[Data extract]

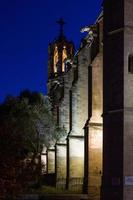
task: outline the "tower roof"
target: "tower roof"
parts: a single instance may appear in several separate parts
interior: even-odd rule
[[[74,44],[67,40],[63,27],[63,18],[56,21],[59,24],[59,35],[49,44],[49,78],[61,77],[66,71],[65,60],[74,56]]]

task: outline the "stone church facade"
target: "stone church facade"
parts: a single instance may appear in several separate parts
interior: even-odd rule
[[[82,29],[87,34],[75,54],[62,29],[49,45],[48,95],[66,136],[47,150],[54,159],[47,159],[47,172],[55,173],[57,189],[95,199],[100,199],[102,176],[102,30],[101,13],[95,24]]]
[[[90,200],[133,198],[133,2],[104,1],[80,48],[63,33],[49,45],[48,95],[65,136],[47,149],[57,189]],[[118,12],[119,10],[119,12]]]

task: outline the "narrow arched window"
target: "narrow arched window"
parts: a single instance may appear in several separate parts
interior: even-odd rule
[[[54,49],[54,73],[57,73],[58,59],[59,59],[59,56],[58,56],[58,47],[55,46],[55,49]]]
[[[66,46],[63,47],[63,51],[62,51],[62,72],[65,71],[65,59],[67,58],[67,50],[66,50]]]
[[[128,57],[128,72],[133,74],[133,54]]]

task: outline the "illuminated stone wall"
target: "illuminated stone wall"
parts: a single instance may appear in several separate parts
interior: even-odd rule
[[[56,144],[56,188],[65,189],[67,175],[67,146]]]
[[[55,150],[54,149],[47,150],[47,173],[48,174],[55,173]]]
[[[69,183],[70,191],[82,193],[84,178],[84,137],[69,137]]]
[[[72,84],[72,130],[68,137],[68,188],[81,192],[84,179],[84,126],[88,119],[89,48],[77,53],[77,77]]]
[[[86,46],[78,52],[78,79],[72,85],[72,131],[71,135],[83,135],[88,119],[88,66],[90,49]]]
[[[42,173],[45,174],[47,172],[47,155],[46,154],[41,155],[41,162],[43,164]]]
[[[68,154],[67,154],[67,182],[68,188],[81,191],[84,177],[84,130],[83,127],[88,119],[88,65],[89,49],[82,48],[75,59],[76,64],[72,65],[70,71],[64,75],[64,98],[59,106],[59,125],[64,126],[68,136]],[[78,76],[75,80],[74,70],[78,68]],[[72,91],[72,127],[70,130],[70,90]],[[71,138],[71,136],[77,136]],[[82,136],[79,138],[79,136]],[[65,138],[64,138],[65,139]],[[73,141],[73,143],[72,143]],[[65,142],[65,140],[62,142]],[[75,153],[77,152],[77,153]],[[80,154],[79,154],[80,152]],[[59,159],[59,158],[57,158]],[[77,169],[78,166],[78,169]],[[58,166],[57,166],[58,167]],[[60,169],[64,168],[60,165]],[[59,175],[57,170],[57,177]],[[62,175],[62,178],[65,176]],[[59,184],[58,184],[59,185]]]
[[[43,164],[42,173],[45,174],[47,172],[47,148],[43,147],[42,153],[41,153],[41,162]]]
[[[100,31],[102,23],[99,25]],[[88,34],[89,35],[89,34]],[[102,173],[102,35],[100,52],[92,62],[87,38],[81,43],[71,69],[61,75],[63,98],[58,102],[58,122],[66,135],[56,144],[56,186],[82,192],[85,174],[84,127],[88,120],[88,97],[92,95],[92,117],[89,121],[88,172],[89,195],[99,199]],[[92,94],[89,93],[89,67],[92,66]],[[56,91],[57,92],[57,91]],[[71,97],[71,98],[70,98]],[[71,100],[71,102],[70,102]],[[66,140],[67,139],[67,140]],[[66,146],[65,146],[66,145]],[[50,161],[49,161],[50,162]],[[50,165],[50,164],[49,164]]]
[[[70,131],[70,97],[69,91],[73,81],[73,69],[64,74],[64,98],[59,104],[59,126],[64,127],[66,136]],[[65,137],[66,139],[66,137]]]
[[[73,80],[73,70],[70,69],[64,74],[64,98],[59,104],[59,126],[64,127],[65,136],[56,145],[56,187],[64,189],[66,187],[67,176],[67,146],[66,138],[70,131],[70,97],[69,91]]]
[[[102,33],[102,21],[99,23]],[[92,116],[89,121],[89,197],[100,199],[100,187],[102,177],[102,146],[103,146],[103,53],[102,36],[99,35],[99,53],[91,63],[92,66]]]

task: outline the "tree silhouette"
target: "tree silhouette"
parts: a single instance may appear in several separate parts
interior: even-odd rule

---

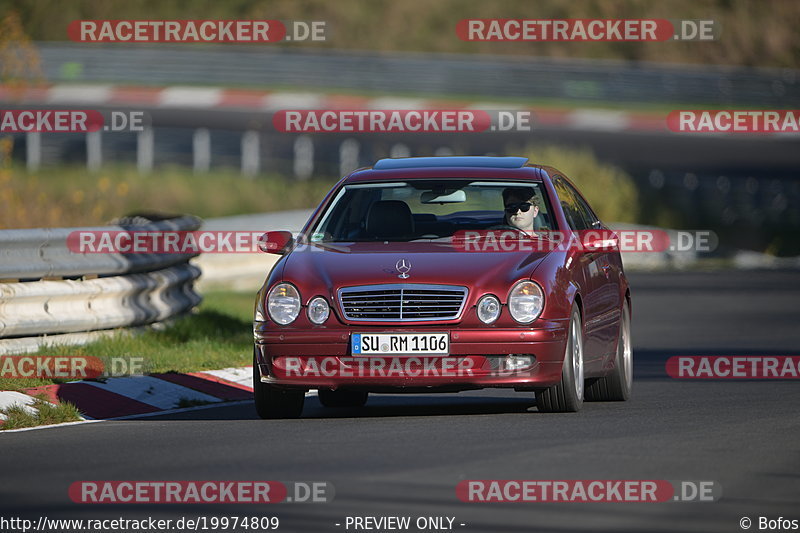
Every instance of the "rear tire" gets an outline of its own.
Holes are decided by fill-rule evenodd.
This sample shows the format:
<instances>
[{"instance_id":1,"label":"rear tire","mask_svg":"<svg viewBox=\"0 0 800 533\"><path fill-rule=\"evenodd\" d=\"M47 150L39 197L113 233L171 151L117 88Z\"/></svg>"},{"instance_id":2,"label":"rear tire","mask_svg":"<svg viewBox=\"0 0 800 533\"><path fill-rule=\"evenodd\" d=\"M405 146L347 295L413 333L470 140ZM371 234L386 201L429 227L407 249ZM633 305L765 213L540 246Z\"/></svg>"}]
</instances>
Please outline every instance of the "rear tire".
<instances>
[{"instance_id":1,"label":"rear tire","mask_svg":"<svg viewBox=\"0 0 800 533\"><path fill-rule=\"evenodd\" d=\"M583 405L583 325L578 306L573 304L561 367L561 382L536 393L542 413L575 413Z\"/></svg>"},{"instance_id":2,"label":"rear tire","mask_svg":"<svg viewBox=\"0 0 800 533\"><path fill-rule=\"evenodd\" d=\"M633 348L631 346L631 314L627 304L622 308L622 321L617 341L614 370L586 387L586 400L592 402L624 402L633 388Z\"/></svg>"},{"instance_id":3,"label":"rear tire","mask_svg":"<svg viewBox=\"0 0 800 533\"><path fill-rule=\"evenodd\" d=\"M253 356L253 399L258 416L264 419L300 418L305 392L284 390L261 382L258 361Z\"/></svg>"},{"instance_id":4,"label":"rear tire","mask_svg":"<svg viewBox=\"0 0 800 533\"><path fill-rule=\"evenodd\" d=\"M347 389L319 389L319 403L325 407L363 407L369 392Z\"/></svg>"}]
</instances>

---

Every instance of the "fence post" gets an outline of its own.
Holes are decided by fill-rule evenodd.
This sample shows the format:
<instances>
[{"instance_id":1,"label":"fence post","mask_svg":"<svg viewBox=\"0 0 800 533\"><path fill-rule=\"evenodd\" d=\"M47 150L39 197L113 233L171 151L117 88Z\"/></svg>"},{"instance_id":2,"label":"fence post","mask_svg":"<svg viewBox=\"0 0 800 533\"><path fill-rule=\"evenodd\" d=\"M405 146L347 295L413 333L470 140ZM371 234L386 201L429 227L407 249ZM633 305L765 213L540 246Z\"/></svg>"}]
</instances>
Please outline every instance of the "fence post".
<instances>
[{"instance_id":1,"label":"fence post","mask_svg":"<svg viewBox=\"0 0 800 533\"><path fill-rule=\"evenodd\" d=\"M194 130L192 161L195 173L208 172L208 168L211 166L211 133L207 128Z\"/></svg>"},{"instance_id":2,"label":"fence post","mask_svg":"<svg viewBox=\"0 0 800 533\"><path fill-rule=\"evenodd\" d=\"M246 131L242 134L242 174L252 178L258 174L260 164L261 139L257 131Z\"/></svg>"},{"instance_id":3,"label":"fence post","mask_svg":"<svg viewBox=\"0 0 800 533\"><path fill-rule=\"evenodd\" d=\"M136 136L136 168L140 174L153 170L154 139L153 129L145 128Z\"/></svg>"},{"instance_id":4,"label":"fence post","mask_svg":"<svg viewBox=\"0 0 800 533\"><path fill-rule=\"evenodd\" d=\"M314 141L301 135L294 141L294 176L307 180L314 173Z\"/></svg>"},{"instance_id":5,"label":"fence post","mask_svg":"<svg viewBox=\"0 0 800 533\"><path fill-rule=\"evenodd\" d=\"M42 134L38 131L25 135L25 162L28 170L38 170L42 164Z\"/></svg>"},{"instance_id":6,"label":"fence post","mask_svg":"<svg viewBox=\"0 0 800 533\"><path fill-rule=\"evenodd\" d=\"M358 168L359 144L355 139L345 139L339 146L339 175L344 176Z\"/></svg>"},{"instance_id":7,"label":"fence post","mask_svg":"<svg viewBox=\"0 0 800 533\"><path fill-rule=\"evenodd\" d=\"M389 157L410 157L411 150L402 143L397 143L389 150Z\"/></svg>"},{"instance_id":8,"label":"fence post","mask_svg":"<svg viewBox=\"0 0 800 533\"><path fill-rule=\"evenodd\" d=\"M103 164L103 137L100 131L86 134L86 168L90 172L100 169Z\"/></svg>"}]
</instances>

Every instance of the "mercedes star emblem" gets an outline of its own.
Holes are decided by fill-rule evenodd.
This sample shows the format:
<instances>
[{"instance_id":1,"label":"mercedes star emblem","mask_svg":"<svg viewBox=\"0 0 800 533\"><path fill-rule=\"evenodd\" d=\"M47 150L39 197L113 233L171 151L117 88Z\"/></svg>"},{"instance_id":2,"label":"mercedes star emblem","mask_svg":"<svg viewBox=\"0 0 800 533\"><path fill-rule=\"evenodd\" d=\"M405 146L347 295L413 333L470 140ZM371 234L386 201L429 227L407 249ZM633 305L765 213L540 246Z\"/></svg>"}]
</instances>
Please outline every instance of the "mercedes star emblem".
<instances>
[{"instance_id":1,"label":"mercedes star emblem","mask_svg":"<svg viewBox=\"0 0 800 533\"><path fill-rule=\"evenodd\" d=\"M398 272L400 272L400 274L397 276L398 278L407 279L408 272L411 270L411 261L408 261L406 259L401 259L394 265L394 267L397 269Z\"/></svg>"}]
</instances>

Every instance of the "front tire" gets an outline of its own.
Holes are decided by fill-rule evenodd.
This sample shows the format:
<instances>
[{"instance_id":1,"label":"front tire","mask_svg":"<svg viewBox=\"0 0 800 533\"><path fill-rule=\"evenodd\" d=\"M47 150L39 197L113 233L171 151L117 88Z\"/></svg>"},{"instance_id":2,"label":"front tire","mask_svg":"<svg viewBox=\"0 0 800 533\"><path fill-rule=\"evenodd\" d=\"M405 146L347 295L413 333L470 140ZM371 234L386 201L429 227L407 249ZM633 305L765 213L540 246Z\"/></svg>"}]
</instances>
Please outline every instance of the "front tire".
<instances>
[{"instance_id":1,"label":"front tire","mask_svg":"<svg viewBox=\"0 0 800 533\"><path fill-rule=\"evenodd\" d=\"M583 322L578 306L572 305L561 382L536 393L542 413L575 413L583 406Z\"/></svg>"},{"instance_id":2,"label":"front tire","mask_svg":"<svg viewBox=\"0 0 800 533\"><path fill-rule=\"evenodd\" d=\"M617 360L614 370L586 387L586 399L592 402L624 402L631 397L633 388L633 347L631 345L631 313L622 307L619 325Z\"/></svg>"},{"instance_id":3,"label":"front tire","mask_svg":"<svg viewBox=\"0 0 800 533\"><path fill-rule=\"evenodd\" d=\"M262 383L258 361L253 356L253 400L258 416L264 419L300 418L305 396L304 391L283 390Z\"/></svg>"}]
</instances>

[Work to complete] Read the listing line by line, and copy each line in which the word "roof" is found.

[Task response]
task: outline the "tower roof"
target: "tower roof"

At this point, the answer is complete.